Instruction:
Repeat the records below exactly, leaving out every picture.

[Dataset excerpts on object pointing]
■ ■ ■ ■ ■ ■ ■
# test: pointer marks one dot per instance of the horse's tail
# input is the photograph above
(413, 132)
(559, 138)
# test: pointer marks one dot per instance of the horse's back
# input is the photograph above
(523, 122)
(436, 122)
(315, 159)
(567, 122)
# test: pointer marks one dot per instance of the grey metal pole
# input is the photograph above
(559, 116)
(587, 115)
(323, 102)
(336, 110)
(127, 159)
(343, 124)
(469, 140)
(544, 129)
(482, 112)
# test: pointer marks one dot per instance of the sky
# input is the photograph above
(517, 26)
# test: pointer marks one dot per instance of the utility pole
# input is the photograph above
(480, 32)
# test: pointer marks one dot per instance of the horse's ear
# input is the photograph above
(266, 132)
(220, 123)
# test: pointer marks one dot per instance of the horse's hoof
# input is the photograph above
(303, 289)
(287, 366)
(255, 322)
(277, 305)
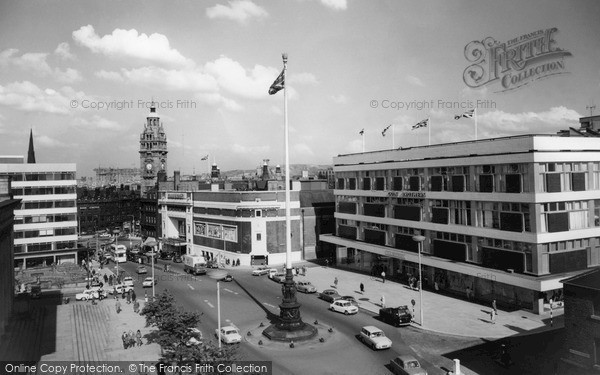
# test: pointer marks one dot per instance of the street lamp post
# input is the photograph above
(419, 239)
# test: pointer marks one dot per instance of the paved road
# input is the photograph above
(247, 301)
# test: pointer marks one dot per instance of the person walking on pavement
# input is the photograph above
(138, 337)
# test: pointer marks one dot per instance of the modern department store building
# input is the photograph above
(507, 218)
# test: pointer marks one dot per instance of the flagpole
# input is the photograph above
(475, 111)
(429, 130)
(288, 225)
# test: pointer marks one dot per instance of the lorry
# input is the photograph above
(194, 264)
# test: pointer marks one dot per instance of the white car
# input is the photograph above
(229, 334)
(343, 306)
(197, 339)
(147, 283)
(375, 338)
(86, 295)
(128, 281)
(120, 288)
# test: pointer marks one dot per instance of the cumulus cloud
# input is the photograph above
(303, 78)
(238, 10)
(129, 43)
(335, 4)
(26, 96)
(96, 122)
(503, 123)
(63, 50)
(339, 99)
(36, 62)
(416, 81)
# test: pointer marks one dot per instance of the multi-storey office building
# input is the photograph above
(248, 226)
(506, 217)
(45, 223)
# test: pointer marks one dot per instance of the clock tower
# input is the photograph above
(153, 150)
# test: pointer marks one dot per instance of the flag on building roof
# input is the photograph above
(421, 124)
(468, 114)
(385, 130)
(277, 85)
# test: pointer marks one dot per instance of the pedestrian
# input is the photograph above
(131, 339)
(125, 341)
(138, 337)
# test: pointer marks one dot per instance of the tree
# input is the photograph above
(174, 333)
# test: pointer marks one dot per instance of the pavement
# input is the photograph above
(86, 332)
(77, 331)
(441, 313)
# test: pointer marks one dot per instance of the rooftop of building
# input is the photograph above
(588, 280)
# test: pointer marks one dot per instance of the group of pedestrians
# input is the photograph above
(131, 339)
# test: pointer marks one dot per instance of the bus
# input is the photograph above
(119, 253)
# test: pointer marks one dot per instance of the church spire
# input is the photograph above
(31, 152)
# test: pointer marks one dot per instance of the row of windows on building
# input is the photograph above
(514, 217)
(40, 176)
(31, 205)
(45, 232)
(41, 190)
(45, 218)
(506, 178)
(45, 246)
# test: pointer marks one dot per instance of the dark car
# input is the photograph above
(329, 295)
(396, 316)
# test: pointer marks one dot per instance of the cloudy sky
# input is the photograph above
(352, 65)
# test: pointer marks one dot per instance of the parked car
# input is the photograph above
(329, 295)
(406, 365)
(260, 271)
(305, 286)
(86, 295)
(375, 338)
(147, 283)
(196, 338)
(229, 334)
(351, 299)
(396, 316)
(278, 277)
(128, 281)
(120, 288)
(343, 306)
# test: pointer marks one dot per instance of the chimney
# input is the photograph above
(176, 180)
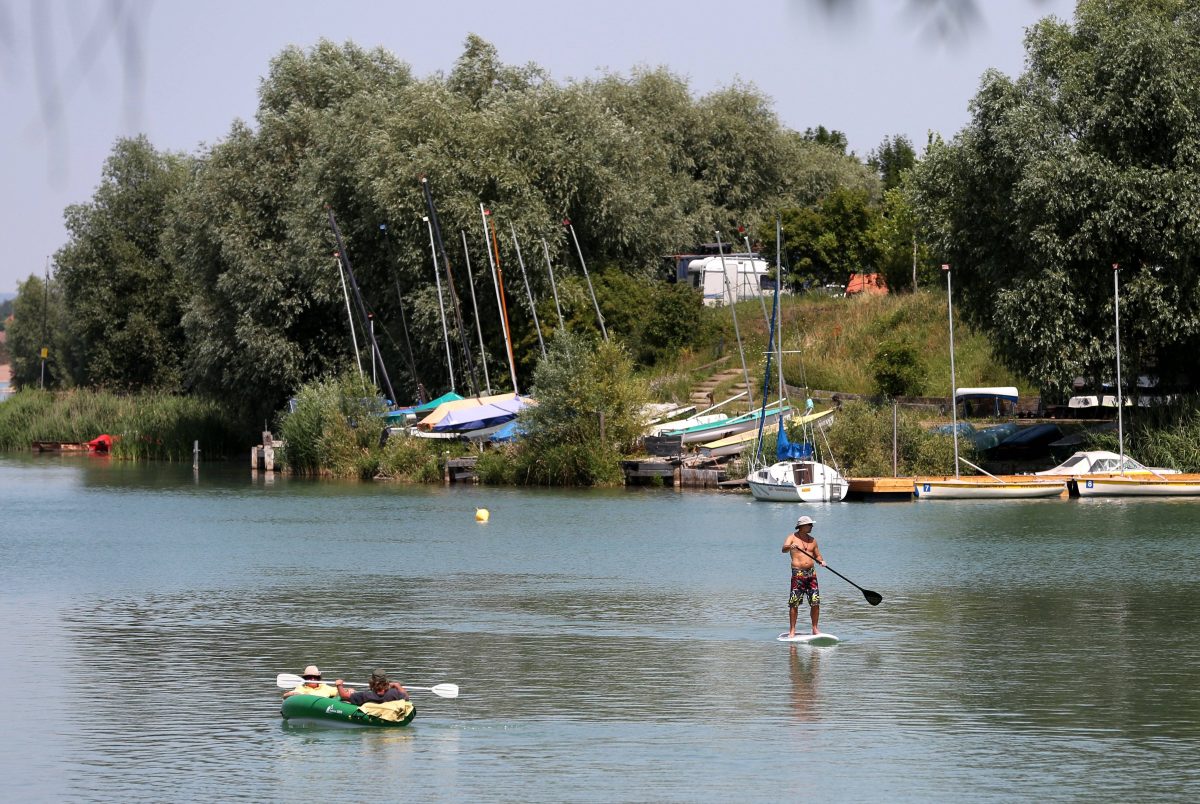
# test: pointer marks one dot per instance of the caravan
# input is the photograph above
(748, 276)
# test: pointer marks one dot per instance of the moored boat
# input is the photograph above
(798, 481)
(313, 709)
(1138, 486)
(988, 487)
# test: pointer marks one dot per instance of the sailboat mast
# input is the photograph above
(553, 287)
(358, 297)
(745, 239)
(588, 277)
(349, 316)
(442, 311)
(533, 307)
(403, 317)
(493, 258)
(450, 289)
(479, 328)
(954, 399)
(1116, 312)
(779, 303)
(733, 309)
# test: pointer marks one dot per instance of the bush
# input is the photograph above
(144, 426)
(862, 439)
(334, 429)
(898, 370)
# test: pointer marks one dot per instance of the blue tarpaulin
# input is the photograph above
(787, 450)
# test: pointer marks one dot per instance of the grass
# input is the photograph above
(829, 343)
(149, 426)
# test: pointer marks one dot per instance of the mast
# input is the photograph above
(745, 239)
(954, 400)
(450, 288)
(493, 258)
(479, 329)
(442, 311)
(1116, 312)
(403, 317)
(358, 297)
(553, 287)
(533, 307)
(349, 316)
(588, 277)
(733, 309)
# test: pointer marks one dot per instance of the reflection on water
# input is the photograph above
(610, 646)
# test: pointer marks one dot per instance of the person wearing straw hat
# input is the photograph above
(312, 685)
(803, 550)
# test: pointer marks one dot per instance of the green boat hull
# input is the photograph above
(313, 709)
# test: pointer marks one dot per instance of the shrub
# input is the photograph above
(898, 370)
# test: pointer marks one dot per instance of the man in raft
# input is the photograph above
(312, 685)
(382, 690)
(803, 550)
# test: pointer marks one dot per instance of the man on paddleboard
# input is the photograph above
(803, 550)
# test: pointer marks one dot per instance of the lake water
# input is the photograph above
(610, 645)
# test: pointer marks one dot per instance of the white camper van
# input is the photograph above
(748, 276)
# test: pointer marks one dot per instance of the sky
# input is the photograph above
(77, 75)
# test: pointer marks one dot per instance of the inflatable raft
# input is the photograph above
(330, 712)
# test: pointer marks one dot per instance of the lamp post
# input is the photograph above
(954, 400)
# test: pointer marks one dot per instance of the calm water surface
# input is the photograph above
(610, 646)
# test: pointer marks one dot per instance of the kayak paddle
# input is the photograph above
(873, 598)
(291, 681)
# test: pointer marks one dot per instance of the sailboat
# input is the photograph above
(979, 487)
(797, 475)
(1127, 481)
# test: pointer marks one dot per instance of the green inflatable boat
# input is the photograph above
(312, 709)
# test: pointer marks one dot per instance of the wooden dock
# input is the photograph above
(879, 490)
(670, 473)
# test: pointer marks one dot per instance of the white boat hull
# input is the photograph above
(1117, 486)
(961, 489)
(798, 481)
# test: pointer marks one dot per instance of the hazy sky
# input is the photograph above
(79, 73)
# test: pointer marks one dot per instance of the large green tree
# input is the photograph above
(123, 295)
(1089, 159)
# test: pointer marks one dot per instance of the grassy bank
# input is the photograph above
(829, 343)
(144, 426)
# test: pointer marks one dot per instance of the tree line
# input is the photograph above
(215, 273)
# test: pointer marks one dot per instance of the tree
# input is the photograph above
(1089, 159)
(831, 240)
(123, 297)
(588, 414)
(894, 157)
(39, 322)
(829, 138)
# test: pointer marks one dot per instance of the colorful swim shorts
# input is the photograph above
■ ■ ■ ■ ■ ■ ■
Worked solution:
# test: pointer marks one dot per instance of the horse's tail
# input is the photograph above
(413, 132)
(559, 138)
# test: pointer marks one dot per instance of the horse's back
# input is the photograph above
(523, 122)
(436, 122)
(315, 159)
(567, 122)
# test: pointer marks one dot per instance of the grey metal pole
# input is the photograph above
(559, 116)
(587, 115)
(323, 102)
(336, 110)
(127, 159)
(343, 124)
(469, 140)
(544, 129)
(482, 112)
# test: pointer marks one dot per instance of the sky
# input is the photograph above
(517, 26)
# test: pointer marks one dot per instance of the utility pole
# input is the photograph above
(480, 32)
# test: pointer marks one dot per instance of the horse's ear
# input is the photograph above
(266, 132)
(220, 123)
# test: pointer marks one dot per instance of the horse's hoof
# input is the photograph above
(303, 289)
(287, 366)
(255, 322)
(277, 305)
# test: pointer marks one dot per instance of the street lamp post
# input is the photograph above
(419, 239)
# test: pointer marks one dot per instance of the paved road
# input is the photograph above
(247, 301)
# test: pointer marks one dot per instance of the person walking on pavement
# input is the photograph above
(138, 337)
# test: pointer marks one dot per instance of the modern department store building
# input is the photograph above
(507, 218)
# test: pointer marks one dot per instance of the flagpole
# input is the photograph above
(475, 111)
(429, 130)
(288, 225)
# test: pointer marks one dot per instance of the lorry
# input is the photograph above
(194, 264)
# test: pointer marks one dot per instance of the white car
# input is the photograph above
(229, 334)
(343, 306)
(197, 339)
(147, 283)
(375, 338)
(86, 295)
(128, 281)
(120, 288)
# test: pointer marks one dot per instance of the cumulus cloud
# input is the photograph above
(303, 78)
(238, 10)
(129, 43)
(335, 4)
(26, 96)
(96, 122)
(503, 123)
(63, 50)
(339, 99)
(36, 62)
(416, 81)
# test: pointer marks one dot per instance of the multi-storey office building
# input is the photograph above
(248, 226)
(506, 217)
(45, 223)
# test: pointer marks one dot per instance of the clock tower
# input is the photograph above
(153, 150)
# test: pointer marks one dot per instance of the flag on building roof
# input is the photograph above
(421, 124)
(468, 114)
(385, 130)
(277, 85)
# test: pointer marks one dot per instance of the pedestrian
# input is the photograph above
(131, 339)
(125, 341)
(138, 337)
# test: pointer marks one dot per instance of the tree
# input is the photograph above
(174, 333)
# test: pointer marks one dot per instance of the pavement
# input is the photograph above
(86, 332)
(77, 331)
(441, 313)
# test: pointer marks one dot per instance of the rooftop of building
# input is the photograph above
(588, 280)
# test: pointer marks one dot per instance of the group of pedestrians
# input is the photograph above
(131, 339)
# test: pointer marks one dot per instance of the bus
# input is the photograph above
(119, 253)
# test: pointer marks one dot per instance of the church spire
# input is the photograph above
(31, 152)
# test: pointer marks one dot per instance of the row of windows on building
# input is the photograph above
(514, 217)
(40, 176)
(31, 205)
(45, 232)
(41, 190)
(45, 218)
(506, 178)
(45, 246)
# test: pointer marks one dot per instance of the dark car
# input is the photograph above
(329, 295)
(396, 316)
# test: pointer marks one dot per instance of the cloudy sky
# input is the photograph above
(352, 65)
# test: pointer marks one dot per instance of the parked car
# input is the photograph above
(329, 295)
(406, 365)
(260, 271)
(305, 286)
(86, 295)
(375, 338)
(147, 283)
(196, 338)
(229, 334)
(351, 299)
(396, 316)
(278, 277)
(128, 281)
(120, 288)
(343, 306)
# test: pointer marks one dot per instance of the chimney
# input is the photograph above
(176, 180)
# test: pointer marks one dot per instance of the caravan
# input is the photograph above
(748, 276)
# test: pointer marks one dot per instance of the moored boat
# input is the photograph above
(798, 481)
(313, 709)
(1138, 486)
(988, 487)
# test: pointer marks one dot per instance of the sailboat mast
# input is the photograph above
(553, 287)
(358, 297)
(745, 239)
(588, 277)
(349, 316)
(442, 311)
(533, 307)
(403, 317)
(493, 258)
(450, 289)
(479, 328)
(954, 399)
(1116, 312)
(779, 303)
(733, 309)
# test: pointer marks one dot per instance of the bush
# input is the photograph above
(144, 426)
(862, 439)
(334, 429)
(898, 370)
# test: pointer marks one dot per instance of the blue tarpaulin
# input is the photograph above
(787, 450)
# test: pointer marks one dot per instance of the grass
# input is the photograph above
(829, 343)
(149, 426)
# test: pointer marks one dot per instance of the mast
# input is the photograph above
(745, 239)
(954, 400)
(450, 288)
(493, 258)
(479, 329)
(442, 311)
(1116, 312)
(403, 317)
(358, 297)
(553, 287)
(533, 307)
(349, 316)
(588, 277)
(733, 309)
# test: pointer marks one dot per instance of the reflection on water
# input is the photograph above
(610, 646)
# test: pointer marks one dot per instance of the person wearing straw hat
# input is the photograph above
(312, 685)
(803, 550)
# test: pointer marks one dot per instance of the green boat hull
# input is the photograph above
(313, 709)
# test: pointer marks one dot per instance of the shrub
# input is the photograph above
(898, 370)
# test: pointer marks one dot per instance of the man in raft
# input is the photograph above
(312, 685)
(382, 690)
(803, 550)
# test: pointer marks one dot per instance of the man on paddleboard
# input is the photograph above
(803, 550)
# test: pointer marks one dot per instance of the lake water
# input is the photograph above
(610, 645)
# test: pointer marks one dot per instance of the white camper van
# input is the photograph above
(748, 276)
# test: pointer marks one dot per instance of the sky
# input is the photograph above
(77, 75)
# test: pointer marks one dot per instance of the inflatable raft
# input is the photograph above
(330, 712)
# test: pointer marks one dot per instance of the lamp post
# input is the photograph above
(954, 400)
# test: pointer marks one dot per instance of the calm water surface
# input is the photograph above
(610, 646)
# test: pointer marks one dot per instance of the kayak paddle
# input is the photograph above
(873, 598)
(291, 681)
# test: pointer marks one dot per instance of the sailboat
# input is the photograph above
(979, 487)
(797, 475)
(1127, 481)
# test: pointer marks one dot per instance of the green inflatable boat
# input is the photograph above
(312, 709)
# test: pointer marks one dot per instance of the wooden dock
# input is the photograph above
(879, 490)
(670, 473)
# test: pointer marks one dot per instance of the white boat hull
# input is the photograph above
(1117, 486)
(961, 489)
(798, 481)
# test: pointer marks one dot per instance of the hazy sky
# input is the photograph above
(79, 73)
# test: pointer marks one dot per instance of the large green tree
# input is the photograph above
(123, 295)
(1089, 159)
# test: pointer marks one dot per instance of the grassy bank
# input is the photograph above
(829, 343)
(144, 426)
# test: pointer marks one dot per instance of the tree line
# input is the photograph above
(215, 273)
# test: pointer marks one dot per instance of the tree
# input is the photograph above
(1089, 159)
(831, 240)
(123, 297)
(588, 414)
(894, 157)
(39, 322)
(829, 138)
# test: pointer marks one dot per instance of the colorful swim shorts
# input is the photograph above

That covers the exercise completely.